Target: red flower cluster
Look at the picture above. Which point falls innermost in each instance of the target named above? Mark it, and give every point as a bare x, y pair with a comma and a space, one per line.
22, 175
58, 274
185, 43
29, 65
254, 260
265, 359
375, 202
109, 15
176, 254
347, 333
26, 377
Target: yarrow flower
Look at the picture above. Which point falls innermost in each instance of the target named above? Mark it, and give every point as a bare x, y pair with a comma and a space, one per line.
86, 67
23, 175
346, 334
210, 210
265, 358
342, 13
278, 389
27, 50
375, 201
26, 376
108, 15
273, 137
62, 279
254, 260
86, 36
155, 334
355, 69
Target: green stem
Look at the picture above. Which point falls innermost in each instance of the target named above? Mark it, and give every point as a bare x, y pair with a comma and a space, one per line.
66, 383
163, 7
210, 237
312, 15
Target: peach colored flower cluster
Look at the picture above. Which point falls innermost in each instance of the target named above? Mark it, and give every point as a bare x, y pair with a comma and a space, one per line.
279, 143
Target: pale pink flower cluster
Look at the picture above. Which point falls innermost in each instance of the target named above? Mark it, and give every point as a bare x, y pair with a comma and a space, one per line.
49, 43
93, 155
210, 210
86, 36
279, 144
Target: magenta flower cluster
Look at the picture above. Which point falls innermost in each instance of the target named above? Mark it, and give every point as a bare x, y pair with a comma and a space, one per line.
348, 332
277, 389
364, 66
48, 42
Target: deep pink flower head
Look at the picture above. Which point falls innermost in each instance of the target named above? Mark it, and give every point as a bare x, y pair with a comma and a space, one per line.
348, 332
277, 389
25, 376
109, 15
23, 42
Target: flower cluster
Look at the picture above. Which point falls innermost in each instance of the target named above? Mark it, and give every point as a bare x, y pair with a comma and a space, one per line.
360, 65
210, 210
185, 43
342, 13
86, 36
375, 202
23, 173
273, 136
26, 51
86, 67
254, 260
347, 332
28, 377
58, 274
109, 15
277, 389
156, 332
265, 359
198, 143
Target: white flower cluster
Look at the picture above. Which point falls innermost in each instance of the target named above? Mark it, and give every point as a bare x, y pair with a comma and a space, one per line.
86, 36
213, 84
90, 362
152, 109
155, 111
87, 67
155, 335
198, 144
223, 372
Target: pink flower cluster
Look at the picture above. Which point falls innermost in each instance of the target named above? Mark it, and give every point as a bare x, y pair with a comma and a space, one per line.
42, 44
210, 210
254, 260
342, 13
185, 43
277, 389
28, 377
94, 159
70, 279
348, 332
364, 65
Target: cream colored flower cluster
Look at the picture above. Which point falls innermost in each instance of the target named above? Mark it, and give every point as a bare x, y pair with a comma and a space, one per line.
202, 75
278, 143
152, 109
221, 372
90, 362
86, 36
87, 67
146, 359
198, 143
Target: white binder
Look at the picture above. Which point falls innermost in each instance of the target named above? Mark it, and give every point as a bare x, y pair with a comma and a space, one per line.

* **WHAT TO DO**: If a line above contains the word "colored", list it.

* **EXERCISE SOLUTION**:
Target: peach colored flower cluster
Target: cream colored flower cluster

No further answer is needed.